▶ _ACTIVITY_
Produce again, without any change, the lines running from the one with "Could you please put a dot on the stack of" through the final line of the data below, and only those.

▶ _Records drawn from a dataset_
--

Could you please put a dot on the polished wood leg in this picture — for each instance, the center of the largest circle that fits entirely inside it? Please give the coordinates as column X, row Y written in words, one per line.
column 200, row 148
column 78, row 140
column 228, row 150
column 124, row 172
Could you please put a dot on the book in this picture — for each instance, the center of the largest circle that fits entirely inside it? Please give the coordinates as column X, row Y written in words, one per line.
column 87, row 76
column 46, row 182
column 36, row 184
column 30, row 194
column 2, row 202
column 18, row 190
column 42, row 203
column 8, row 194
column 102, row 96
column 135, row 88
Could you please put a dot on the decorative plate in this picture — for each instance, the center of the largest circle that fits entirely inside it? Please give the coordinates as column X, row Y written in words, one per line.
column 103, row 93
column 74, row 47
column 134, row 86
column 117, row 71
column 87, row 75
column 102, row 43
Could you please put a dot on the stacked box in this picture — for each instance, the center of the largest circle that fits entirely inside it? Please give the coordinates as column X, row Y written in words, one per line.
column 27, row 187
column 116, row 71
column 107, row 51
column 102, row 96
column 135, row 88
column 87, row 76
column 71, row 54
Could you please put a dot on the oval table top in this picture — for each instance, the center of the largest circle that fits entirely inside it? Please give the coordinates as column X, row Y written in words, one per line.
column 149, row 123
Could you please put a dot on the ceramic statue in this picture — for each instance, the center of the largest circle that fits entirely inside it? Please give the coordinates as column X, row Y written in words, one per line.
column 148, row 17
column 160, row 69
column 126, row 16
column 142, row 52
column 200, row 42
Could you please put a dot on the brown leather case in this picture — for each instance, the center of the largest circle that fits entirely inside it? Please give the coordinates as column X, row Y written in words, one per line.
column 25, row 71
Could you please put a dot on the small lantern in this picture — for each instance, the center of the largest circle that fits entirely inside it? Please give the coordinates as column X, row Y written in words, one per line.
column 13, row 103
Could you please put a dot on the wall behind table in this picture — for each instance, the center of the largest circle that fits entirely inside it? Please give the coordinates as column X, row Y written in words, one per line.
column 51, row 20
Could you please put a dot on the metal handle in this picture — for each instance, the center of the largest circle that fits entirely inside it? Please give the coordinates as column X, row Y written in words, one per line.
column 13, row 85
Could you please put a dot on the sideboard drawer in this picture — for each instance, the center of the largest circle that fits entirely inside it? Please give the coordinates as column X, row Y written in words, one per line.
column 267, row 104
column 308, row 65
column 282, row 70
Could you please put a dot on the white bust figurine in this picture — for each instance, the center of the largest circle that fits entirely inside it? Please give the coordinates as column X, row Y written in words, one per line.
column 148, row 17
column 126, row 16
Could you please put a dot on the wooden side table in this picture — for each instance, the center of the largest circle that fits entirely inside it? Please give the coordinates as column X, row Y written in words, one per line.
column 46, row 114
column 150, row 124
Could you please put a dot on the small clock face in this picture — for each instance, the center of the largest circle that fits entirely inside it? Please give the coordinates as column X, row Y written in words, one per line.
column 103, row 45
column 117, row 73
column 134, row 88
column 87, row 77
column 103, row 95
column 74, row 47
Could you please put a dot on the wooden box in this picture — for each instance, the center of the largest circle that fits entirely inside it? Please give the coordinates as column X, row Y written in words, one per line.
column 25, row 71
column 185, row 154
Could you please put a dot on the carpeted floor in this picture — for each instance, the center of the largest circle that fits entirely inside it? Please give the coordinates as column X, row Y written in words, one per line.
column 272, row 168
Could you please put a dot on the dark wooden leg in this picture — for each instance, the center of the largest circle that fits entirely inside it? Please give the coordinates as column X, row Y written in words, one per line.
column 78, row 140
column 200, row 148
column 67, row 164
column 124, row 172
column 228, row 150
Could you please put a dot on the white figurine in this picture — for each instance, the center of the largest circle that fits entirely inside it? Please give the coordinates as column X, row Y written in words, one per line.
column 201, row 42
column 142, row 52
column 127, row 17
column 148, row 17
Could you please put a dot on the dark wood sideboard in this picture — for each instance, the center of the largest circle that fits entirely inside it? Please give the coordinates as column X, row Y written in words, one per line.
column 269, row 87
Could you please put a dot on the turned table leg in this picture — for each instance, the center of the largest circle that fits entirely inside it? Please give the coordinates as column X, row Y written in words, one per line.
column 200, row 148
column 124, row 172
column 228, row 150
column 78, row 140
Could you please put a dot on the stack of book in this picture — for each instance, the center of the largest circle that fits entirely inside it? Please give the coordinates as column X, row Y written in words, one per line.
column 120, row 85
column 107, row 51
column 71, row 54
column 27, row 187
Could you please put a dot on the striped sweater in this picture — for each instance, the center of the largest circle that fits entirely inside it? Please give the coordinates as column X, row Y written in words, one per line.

--

▶ _SOLUTION BELOW_
Could you please put a dot on the stack of book in this picture — for each instance, the center of the largest circle that fits entirely inside it? Please give the coordinates as column X, row Y written in words, one per line.
column 120, row 85
column 107, row 51
column 71, row 54
column 27, row 187
Could you please put a dot on the striped sweater in this picture — for each instance, the center of the largest circle that fits entirely inside it? Please give the coordinates as column X, row Y written in words, one per line.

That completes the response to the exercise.